Tarifreform:MVV plant Ticket für Schüler und Auszubildende

Tarifreform: Vor einem Jahr haben Münchner Schüler mit Flugblättern gegen die aus ihrer Sicht unfairen Preise im Nahverkehr protestiert.

Vor einem Jahr haben Münchner Schüler mit Flugblättern gegen die aus ihrer Sicht unfairen Preise im Nahverkehr protestiert.

  • Der MVV will ein Ticket für Schüler und Auszubildende anbieten, welches im gesamten Netz gilt.
  • Das Problem: Damit kein Verlust entsteht, müsste das Ticket 690 Euro pro Jahr kosten.
  • Zum Vergleich: Das volle Semesterticket für Studenten kostet derzeit 193 Euro plus 67,40 Euro Solidarbeitrag im Halbjahr.

Von Andreas Schubert

Besser, einfacher, günstiger: Mit der Tarifreform des Münchner Verkehrs- und Tarifverbunds (MVV) soll das Angebot für Jugendliche und Auszubildende deutlich attraktiver werden. Der MVV plant ein Ticket, das für Schulwege und Ausbildungsfahrten ebenso gelten soll wie für Freizeitfahrten. Bisher allerdings gibt es noch gesetzliche Hürden des Freistaats zu überwinden. Bisher dürfen in Bayern nur bestimmte Schul- und Ausbildungswege staatlich gefördert werden.

Der MVV will das am liebsten ändern. Laut Norbert Specht, Bereichsleiter Marketing und Tarif, laufen bereits Gespräche mit dem Innenministerium, in die auch die Münchner Verkehrsgesellschaft (MVG) einbezogen ist. Am Dienstag stellte Specht den Stand der Überlegungen zur MVV-Tarifreform im Kinder- und Jugendhilfeausschuss des Stadtrats vor. Wenn alle Verkehrsunternehmen im MVV zustimmten, so Specht, sei eine Sonderregelung für den MVV möglich, die ein neues Ausbildungs- und Freizeitticket erlauben würde. Eine pauschale Gesetzesänderung für ganz Bayern lehnen der bayerische Städte- und der Landkreistag unterdessen ab, sie befürchten zu hohe Kosten für die Kommunen. Bevor der Freistaat jedoch Zusagen mache, warte er noch auf eine Stellungnahme des Bayerischen Obersten Rechnungshofes, so Specht.
______________________________
- [ARBEITSAUFTRAG 1]: Nenne bitte jede Zeile, in der die Zeichenfolge „stone“ vorkommt, wobei Groß- und Kleinschreibung zählt.
Der Textausschnitt und die Zeilen sind voneinander unabhängiges Material.

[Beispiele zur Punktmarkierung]
______________________________
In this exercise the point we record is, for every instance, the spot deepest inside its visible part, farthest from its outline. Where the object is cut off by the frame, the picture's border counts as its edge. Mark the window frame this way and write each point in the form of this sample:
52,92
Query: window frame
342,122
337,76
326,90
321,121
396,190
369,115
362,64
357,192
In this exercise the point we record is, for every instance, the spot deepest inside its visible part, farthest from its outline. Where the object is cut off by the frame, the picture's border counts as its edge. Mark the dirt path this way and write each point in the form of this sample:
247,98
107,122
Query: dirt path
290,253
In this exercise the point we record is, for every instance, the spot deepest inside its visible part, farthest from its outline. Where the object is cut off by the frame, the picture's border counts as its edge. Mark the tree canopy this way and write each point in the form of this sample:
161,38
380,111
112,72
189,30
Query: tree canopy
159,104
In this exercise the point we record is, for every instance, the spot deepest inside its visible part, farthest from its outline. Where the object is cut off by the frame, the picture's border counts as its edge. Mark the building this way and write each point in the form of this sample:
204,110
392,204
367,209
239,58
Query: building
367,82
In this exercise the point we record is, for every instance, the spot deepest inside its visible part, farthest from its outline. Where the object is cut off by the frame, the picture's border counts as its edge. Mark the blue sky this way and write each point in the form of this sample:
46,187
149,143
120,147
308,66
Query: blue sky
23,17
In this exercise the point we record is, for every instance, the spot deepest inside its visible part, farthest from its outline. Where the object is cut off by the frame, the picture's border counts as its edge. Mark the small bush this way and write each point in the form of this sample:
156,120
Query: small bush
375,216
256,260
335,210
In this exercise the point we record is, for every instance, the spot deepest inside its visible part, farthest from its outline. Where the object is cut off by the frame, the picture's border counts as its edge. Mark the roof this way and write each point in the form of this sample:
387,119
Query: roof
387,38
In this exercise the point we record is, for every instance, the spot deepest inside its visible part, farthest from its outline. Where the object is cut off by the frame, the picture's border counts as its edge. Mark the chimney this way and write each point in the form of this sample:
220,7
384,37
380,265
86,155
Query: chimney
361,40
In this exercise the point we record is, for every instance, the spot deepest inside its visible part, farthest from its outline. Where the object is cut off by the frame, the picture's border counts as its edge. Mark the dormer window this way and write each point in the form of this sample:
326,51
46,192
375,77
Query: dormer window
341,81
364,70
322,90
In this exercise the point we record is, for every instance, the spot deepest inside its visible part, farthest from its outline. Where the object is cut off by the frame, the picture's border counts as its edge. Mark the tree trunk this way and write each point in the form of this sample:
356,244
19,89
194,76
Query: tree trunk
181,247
______________________________
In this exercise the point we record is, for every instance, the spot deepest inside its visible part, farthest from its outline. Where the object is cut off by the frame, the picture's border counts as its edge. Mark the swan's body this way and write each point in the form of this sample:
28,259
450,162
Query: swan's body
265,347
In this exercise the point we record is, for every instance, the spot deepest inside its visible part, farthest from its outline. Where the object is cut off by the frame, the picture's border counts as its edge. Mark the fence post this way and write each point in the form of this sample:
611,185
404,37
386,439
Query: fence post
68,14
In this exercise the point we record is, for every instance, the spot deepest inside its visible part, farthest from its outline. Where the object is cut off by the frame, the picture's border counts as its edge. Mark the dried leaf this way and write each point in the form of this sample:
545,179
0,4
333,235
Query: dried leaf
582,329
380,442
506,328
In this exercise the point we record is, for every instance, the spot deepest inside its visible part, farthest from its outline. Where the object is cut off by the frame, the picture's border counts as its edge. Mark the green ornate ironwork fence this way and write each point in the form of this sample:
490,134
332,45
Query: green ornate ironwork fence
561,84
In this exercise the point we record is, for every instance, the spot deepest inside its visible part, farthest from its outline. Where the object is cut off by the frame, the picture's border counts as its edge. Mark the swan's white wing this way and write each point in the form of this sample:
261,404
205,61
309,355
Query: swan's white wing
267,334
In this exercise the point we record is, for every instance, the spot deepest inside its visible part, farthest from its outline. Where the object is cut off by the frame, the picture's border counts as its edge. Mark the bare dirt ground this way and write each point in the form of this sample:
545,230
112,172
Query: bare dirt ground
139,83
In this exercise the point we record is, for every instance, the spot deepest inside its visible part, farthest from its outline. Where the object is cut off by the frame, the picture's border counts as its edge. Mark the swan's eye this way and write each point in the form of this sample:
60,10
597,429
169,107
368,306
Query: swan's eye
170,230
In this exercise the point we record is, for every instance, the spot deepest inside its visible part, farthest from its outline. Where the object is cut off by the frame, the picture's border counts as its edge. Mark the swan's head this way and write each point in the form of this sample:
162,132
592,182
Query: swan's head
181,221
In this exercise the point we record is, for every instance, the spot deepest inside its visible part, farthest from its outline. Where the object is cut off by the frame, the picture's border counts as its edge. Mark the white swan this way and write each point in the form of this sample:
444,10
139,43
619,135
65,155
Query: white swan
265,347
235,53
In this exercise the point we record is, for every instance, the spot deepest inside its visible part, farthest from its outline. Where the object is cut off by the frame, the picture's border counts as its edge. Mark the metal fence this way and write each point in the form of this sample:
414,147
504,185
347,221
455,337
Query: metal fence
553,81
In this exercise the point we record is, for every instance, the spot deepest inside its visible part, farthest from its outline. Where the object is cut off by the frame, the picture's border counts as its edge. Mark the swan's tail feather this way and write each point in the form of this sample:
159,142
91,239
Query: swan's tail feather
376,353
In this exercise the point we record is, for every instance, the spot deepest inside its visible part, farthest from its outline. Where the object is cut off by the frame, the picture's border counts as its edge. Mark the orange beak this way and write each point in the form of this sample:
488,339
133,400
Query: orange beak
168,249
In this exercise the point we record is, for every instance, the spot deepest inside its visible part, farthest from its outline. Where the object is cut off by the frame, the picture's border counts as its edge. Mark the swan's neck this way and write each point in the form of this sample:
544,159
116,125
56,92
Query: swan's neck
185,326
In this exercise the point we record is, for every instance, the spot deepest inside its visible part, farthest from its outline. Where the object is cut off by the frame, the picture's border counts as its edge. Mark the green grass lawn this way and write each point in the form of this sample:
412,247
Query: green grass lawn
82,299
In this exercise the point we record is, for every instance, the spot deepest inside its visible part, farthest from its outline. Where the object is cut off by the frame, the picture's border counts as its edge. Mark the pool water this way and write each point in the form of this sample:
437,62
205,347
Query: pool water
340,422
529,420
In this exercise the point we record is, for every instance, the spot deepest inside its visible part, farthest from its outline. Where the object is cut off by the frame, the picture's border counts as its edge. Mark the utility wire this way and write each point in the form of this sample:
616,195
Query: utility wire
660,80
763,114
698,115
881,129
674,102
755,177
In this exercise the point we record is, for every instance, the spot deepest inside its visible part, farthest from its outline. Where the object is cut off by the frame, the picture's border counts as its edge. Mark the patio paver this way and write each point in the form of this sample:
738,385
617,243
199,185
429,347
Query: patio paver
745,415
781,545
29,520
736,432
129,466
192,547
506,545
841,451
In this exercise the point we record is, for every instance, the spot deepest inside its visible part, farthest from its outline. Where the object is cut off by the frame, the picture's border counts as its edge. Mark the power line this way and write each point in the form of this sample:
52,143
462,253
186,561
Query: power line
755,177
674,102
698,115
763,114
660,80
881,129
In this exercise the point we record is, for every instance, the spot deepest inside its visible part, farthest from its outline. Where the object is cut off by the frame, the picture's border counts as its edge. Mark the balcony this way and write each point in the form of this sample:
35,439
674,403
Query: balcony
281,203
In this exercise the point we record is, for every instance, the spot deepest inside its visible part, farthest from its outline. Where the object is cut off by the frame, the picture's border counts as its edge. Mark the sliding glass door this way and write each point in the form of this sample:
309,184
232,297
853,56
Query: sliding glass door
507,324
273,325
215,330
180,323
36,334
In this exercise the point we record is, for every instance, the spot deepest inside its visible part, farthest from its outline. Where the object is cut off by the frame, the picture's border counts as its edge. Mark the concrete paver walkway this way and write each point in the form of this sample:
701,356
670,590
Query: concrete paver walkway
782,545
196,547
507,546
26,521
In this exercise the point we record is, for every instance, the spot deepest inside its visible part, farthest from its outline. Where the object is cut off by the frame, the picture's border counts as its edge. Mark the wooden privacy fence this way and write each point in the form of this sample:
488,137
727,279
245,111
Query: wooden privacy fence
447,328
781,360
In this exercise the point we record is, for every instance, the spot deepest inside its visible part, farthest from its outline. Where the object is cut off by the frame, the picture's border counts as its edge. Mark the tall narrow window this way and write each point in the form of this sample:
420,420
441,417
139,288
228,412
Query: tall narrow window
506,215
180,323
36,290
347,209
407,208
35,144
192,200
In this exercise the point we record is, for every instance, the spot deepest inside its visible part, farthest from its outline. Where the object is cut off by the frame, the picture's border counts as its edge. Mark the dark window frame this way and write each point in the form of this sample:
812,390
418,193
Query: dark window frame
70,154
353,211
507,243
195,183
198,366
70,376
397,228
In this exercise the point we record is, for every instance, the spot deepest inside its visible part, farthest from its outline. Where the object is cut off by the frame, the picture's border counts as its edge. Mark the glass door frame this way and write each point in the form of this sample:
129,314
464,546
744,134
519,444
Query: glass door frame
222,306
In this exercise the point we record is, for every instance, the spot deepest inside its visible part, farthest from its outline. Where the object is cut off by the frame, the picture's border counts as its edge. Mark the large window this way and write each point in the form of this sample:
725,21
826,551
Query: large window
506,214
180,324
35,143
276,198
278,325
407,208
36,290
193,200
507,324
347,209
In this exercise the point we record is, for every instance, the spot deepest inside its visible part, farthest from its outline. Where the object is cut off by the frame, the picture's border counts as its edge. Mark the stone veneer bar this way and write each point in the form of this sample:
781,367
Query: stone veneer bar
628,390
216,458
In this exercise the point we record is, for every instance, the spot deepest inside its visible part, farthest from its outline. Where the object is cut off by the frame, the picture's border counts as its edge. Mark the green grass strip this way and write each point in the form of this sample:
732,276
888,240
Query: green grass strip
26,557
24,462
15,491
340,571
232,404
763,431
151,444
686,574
______________________________
- [ARBEITSAUFTRAG 2]: Ersetze im Textausschnitt „Flugblättern“ durch „Plakaten“ und gib die Stelle beginnend bei „Tarifreform:MVV plant Ticket“ und endend bei „gesamten Netz gilt.“ erneut wieder.

- [ERWARTETE ANTWORT 1]:
In this exercise the point we record is, for every instance, the spot deepest inside its visible part, farthest from its outline. Where the object is cut off by the frame, the picture's border counts as its edge. Mark the stone veneer bar this way and write each point in the form of this sample:
Query: stone veneer bar

- [ERWARTETE ANTWORT 2]:
Tarifreform:MVV plant Ticket für Schüler und Auszubildende

Tarifreform: Vor einem Jahr haben Münchner Schüler mit Plakaten gegen die aus ihrer Sicht unfairen Preise im Nahverkehr protestiert.

Vor einem Jahr haben Münchner Schüler mit Plakaten gegen die aus ihrer Sicht unfairen Preise im Nahverkehr protestiert.

  • Der MVV will ein Ticket für Schüler und Auszubildende anbieten, welches im gesamten Netz gilt.